DOCUMENT SEGMENT: Begin
Abbreviations: BSID-III, Bayley Scales of Infant and Toddler Development, 3rd Edition; CI, confidence interval; GH, gestational hypertension; N, number; PE, preeclampsia; SGA, small for gestational age. N = 301 for all models. *A p-value of 0.016 was considered statistically significant (Bonferroni correction).

Table 6 details a binary logistic regression model (same factors adjusted as for the 2-year ASQ-3) exploring the association between PE exposure compared to NTP exposure with the presence of developmental delay at 2-years, as assessed by the BSID-III. PE exposure was not associated with the presence of developmental delay in any domain at 2 years. No regression analysis was performed for the GH exposure group as no infants had scores indicative of developmental delay at 2 years in BSID-III domains (Table 3).

Table 6.

Binary logistic regression: adjusted model of the associations between preeclampsia compared to normotensive pregnancy exposure versus presence of developmental delay (BSID-III)

Abbreviations: BSID-III, Bayley Scales of Infant and Toddler Development, 3rd Edition; CI, confidence interval; Exp(B), Exponent beta; N, number; PE, preeclampsia; SGA, small for gestational age. N = 301 for all models. *A p-value of 0.016 was considered statistically significant (Bonferroni correction).

Discussion

In our population of 369 infants, PE-exposed infants were more likely to be born preterm, SGA, be admitted to a NICU or SCN, and breastfed for a shorter duration than infants born after NTP. After adjustment for confounders including SGA and prematurity status, we demonstrated no significant associations of PE or GH exposure with impaired or delayed psychomotor neurodevelopment at 6 months or 2 years. GH was only associated with a slightly increased risk of failing the problem-solving domain of the ASQ-3 screening tool at 2 years before corrections for multiple comparisons. However, this did not correlate to statistically significant differences in BSID-III scaled scores or the proportion of infants with developmental delay in problem-solving or other neurodevelopmental domains. Further, the small sample size of the GH group and the marginal significance of the non-corrected finding indicates a need to interpret this finding with caution.
DOCUMENT SEGMENT: End
DATA EXCERPTS: Begin
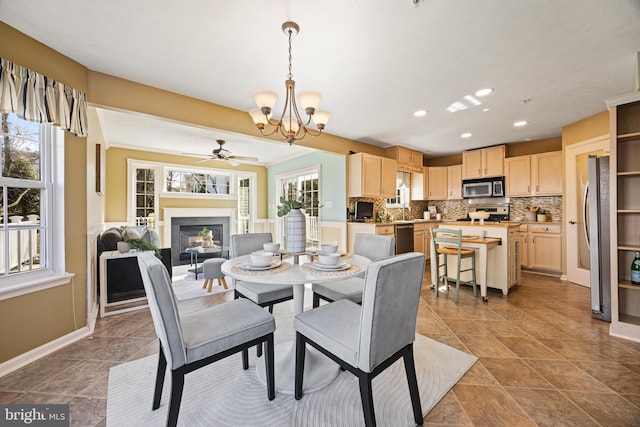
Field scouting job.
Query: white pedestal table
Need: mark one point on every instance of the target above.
(319, 370)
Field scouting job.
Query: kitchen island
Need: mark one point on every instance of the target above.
(497, 262)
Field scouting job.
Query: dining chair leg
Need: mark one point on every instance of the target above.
(414, 393)
(162, 368)
(299, 368)
(177, 386)
(270, 369)
(458, 278)
(366, 396)
(473, 275)
(245, 359)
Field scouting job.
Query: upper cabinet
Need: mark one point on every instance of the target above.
(485, 162)
(437, 183)
(454, 182)
(371, 176)
(534, 175)
(407, 160)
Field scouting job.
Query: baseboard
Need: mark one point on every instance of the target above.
(44, 350)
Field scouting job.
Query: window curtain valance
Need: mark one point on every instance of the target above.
(37, 98)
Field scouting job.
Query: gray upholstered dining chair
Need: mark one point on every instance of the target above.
(371, 246)
(189, 342)
(263, 294)
(367, 339)
(448, 243)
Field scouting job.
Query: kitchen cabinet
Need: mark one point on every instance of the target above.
(418, 189)
(454, 182)
(624, 119)
(437, 182)
(407, 160)
(543, 247)
(371, 176)
(534, 175)
(485, 162)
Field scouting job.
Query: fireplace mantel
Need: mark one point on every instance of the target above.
(170, 213)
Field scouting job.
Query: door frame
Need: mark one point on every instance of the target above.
(602, 142)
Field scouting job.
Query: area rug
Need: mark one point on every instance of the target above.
(185, 286)
(222, 394)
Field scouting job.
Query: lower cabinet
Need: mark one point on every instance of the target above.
(542, 247)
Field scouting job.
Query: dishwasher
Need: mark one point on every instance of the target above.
(404, 238)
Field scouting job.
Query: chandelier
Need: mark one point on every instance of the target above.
(290, 125)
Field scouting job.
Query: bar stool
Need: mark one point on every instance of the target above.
(452, 245)
(212, 269)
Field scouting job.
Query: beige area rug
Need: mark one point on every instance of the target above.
(222, 394)
(185, 286)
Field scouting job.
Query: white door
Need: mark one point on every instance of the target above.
(577, 176)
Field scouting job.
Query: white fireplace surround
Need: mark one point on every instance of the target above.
(170, 213)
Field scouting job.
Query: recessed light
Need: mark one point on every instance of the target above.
(484, 92)
(472, 100)
(456, 106)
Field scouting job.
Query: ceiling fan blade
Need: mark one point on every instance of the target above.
(251, 159)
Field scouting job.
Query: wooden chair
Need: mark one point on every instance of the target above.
(367, 340)
(449, 243)
(188, 342)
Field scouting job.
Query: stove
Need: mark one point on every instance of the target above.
(498, 208)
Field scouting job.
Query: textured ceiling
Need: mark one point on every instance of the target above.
(375, 61)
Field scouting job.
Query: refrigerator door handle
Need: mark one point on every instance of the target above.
(585, 215)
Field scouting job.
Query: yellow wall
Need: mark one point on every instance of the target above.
(587, 128)
(32, 320)
(105, 90)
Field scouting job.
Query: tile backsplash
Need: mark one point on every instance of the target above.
(454, 209)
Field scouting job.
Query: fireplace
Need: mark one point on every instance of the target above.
(186, 236)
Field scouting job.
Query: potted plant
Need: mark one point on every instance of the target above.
(144, 245)
(542, 215)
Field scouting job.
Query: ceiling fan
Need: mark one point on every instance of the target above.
(224, 154)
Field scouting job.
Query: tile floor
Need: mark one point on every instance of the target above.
(542, 360)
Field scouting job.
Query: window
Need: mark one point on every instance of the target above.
(303, 184)
(403, 191)
(191, 182)
(27, 198)
(244, 205)
(145, 197)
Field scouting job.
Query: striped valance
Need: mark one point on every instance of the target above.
(37, 98)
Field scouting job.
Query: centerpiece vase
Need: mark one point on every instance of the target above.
(296, 231)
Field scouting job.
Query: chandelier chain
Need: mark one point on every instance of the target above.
(290, 75)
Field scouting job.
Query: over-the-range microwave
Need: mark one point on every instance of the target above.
(483, 187)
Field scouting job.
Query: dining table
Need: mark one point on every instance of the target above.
(479, 244)
(296, 270)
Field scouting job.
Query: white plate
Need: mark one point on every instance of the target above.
(274, 264)
(338, 267)
(329, 253)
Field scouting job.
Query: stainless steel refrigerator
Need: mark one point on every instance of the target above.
(596, 222)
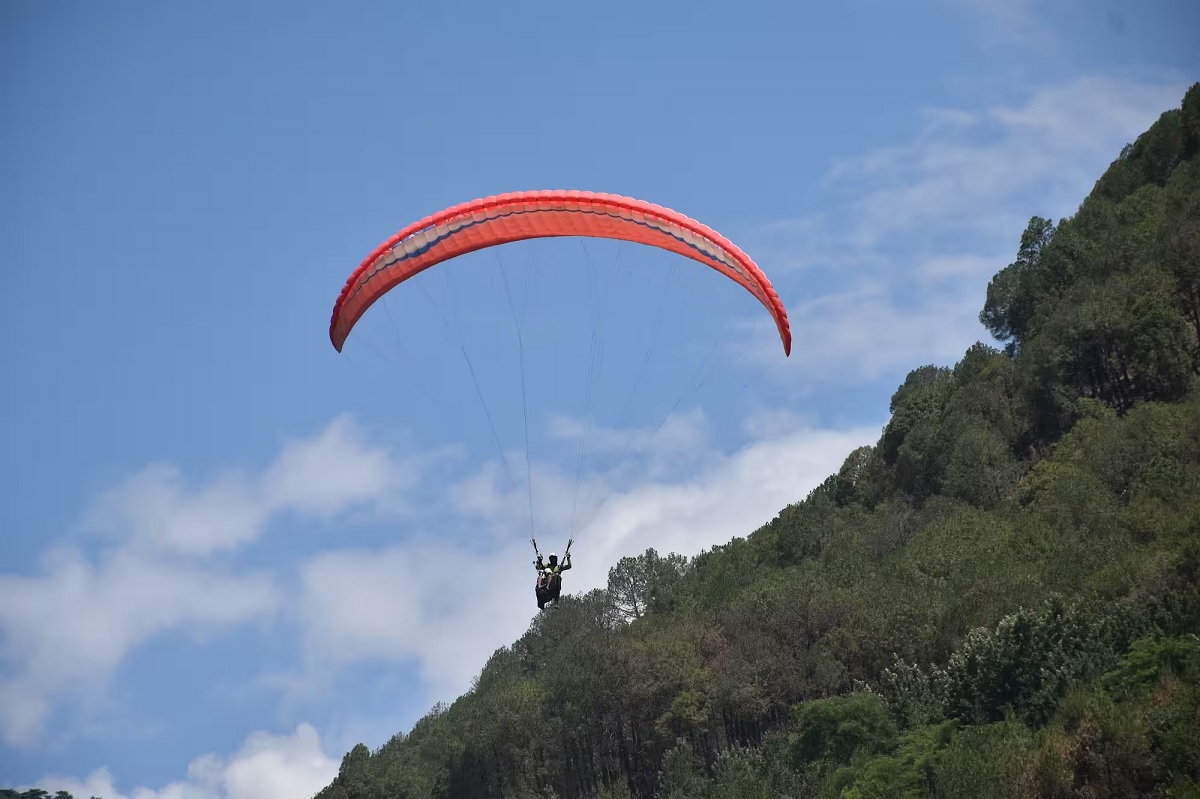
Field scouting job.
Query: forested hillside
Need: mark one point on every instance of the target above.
(999, 599)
DATA EXCERPTS: End
- PROBLEMS TO SOLVE
a: In the preeclampsia excerpt, why was no regression analysis performed for the GH exposure group?
b: Please summarize the preeclampsia excerpt in two sentences.
These records come from a separate source.

- ANSWERS PROVIDED
a: No infants in the GH group had scores indicating developmental delay at 2 years in the BSID-III domains.

b: PE exposure was not associated with developmental delay in any BSID-III domain at 2 years, and no regression was run for the GH group because none of its infants showed delay. Among 369 infants, PE-exposed infants were more likely to be born preterm or SGA, be admitted to a NICU or SCN, and be breastfed for a shorter time, but after adjustment for confounders neither PE nor GH exposure was significantly associated with impaired or delayed psychomotor neurodevelopment at 6 months or 2 years.